Problem to work on: Quote the entries that follow exactly, leaving none out.

Working data:
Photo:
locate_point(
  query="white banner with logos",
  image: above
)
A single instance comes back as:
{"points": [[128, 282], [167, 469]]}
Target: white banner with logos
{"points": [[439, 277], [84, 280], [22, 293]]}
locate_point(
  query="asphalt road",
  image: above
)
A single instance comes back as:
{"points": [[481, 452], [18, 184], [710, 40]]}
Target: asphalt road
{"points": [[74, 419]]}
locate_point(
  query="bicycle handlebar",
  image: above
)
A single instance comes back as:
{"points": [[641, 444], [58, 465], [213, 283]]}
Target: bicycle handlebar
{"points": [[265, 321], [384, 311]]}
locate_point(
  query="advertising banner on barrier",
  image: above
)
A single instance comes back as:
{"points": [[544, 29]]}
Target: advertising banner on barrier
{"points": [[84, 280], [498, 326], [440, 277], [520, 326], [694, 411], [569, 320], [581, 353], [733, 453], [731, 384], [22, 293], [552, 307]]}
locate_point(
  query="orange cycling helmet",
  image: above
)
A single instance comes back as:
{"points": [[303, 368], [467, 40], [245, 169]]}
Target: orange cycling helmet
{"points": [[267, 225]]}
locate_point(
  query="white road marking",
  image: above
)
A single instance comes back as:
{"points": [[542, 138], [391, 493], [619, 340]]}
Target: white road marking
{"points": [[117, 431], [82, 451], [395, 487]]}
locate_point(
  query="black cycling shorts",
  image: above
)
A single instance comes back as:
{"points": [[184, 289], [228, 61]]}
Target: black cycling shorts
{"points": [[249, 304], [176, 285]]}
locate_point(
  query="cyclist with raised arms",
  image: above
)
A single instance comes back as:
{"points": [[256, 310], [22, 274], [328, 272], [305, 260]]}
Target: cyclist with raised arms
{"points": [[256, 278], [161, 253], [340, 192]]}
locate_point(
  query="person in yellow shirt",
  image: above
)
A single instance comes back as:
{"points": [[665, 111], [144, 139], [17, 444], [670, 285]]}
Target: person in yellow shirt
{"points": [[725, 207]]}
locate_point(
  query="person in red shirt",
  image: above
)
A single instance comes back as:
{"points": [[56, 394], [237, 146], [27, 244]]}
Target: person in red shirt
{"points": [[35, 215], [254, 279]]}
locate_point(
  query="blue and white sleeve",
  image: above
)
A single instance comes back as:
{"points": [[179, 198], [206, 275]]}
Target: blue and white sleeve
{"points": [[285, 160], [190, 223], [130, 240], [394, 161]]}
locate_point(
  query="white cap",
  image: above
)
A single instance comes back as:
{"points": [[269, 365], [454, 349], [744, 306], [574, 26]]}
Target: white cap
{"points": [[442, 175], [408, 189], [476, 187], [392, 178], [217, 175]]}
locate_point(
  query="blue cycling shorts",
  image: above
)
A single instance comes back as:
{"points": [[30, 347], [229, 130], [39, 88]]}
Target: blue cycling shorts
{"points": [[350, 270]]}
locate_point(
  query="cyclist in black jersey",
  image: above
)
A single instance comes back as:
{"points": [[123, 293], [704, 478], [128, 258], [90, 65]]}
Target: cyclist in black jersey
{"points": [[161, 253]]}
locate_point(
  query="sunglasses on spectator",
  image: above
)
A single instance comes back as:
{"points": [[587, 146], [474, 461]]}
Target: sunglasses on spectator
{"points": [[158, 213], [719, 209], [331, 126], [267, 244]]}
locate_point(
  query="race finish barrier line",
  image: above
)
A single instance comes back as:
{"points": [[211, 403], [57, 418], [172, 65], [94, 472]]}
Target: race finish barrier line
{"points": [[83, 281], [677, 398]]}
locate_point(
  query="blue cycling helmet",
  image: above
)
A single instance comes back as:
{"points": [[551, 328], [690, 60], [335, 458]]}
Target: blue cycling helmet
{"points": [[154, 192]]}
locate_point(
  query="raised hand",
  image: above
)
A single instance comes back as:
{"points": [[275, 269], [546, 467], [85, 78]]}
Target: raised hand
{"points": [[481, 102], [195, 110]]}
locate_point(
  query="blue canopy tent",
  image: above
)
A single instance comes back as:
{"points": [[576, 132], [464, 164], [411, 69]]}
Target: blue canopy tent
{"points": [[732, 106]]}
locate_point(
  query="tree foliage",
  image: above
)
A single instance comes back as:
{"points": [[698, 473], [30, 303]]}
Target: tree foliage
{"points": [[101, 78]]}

Answer to this problem:
Photo:
locate_point(
  query="white banner with logos",
  image: above
)
A single instance comes back as:
{"points": [[128, 282], [167, 469]]}
Target: white banner with logos
{"points": [[439, 277], [84, 280], [22, 293]]}
locate_point(
  query="asphalt road",
  image: above
)
A single instance comes back as:
{"points": [[481, 452], [18, 184], [710, 40]]}
Target: asphalt road
{"points": [[74, 419]]}
locate_point(
  query="bicycle handlebar",
  image: above
)
A single instance comes back as:
{"points": [[641, 444], [58, 465], [213, 283]]}
Target: bicycle handlebar
{"points": [[265, 321], [384, 311]]}
locate_point(
  query="advertising banner on barrier",
  image: above
)
A single instance comes back as:
{"points": [[544, 29]]}
Target: advertising banner on barrier
{"points": [[84, 280], [498, 326], [440, 277], [520, 326], [694, 411], [569, 320], [581, 353], [733, 453], [731, 384], [22, 293], [552, 307]]}
locate_point(
  query="orange cycling helmet",
  image: above
)
A single instance comes back as:
{"points": [[303, 368], [467, 40], [245, 169]]}
Target: orange cycling helmet
{"points": [[267, 225]]}
locate_point(
  query="white road marking",
  image: above
)
A single instance comes back as:
{"points": [[542, 138], [391, 493], [619, 340]]}
Target: white road marking
{"points": [[117, 431], [82, 451], [395, 487]]}
locate_point(
  query="black cycling shorts",
  image: above
)
A single instance comes back as:
{"points": [[184, 289], [228, 61]]}
Target: black cycling shorts
{"points": [[249, 304], [176, 285]]}
locate_point(
  query="cyclist with raised arms",
  image: above
)
A single instance comes back as:
{"points": [[256, 310], [22, 274], [328, 272], [305, 260]]}
Target: cyclist with raised arms
{"points": [[256, 278], [161, 253], [340, 192]]}
locate_point(
  query="person in yellow shirt",
  image: above
)
A single instance comes back as:
{"points": [[665, 111], [144, 139], [17, 444], [670, 285]]}
Target: person in yellow shirt
{"points": [[725, 207]]}
locate_point(
  query="person in red shirt",
  image: above
)
A single instance comes back as:
{"points": [[56, 394], [237, 146], [27, 244]]}
Target: person in red shirt
{"points": [[35, 215], [254, 279]]}
locate_point(
  query="blue and white sleeve",
  image: above
)
A single instance comes back as:
{"points": [[179, 198], [206, 275]]}
Target: blue and white sleeve
{"points": [[285, 160], [190, 223], [130, 240], [394, 161]]}
locate_point(
  query="white cap",
  image: above
)
A single instance comes back as:
{"points": [[269, 365], [454, 349], [744, 306], [574, 26]]}
Target: white cap
{"points": [[442, 175], [408, 189], [476, 187], [392, 178], [217, 175]]}
locate_point(
  query="blue cycling shorts",
  image: above
)
A single instance comes back as:
{"points": [[30, 347], [229, 130], [39, 88]]}
Target: blue cycling shorts
{"points": [[350, 270]]}
locate_point(
  query="cyclist in black jersey",
  image: above
)
A single instance comes back as:
{"points": [[123, 293], [704, 478], [128, 258], [90, 65]]}
Target: cyclist in black jersey
{"points": [[161, 253]]}
locate_point(
  query="sunglasses on spectator",
  image: above
)
A single instance comes back as:
{"points": [[587, 146], [474, 461]]}
Target: sunglasses on spectator
{"points": [[158, 213], [719, 209], [331, 126], [267, 244]]}
locate_point(
  query="race finish barrier line",
  image: above
)
A single instance comes back as:
{"points": [[211, 403], [57, 418], [172, 65], [94, 472]]}
Target: race finish barrier line
{"points": [[83, 281], [677, 398]]}
locate_point(
  query="blue cycling helmet",
  image: above
)
A single instance comes back as:
{"points": [[551, 328], [690, 60], [335, 458]]}
Target: blue cycling helmet
{"points": [[154, 192]]}
locate_point(
  query="raised hand",
  image: above
)
A single instance comes back as:
{"points": [[275, 269], [546, 467], [85, 78]]}
Target: raised hand
{"points": [[481, 102], [195, 110]]}
locate_point(
  query="blue canopy tent",
  image: above
)
A single instance comes back as:
{"points": [[576, 132], [464, 164], [411, 69]]}
Target: blue canopy tent
{"points": [[732, 106]]}
locate_point(
  query="tree foliage",
  image: above
)
A single instance comes back as:
{"points": [[698, 473], [30, 303]]}
Target: tree foliage
{"points": [[101, 78]]}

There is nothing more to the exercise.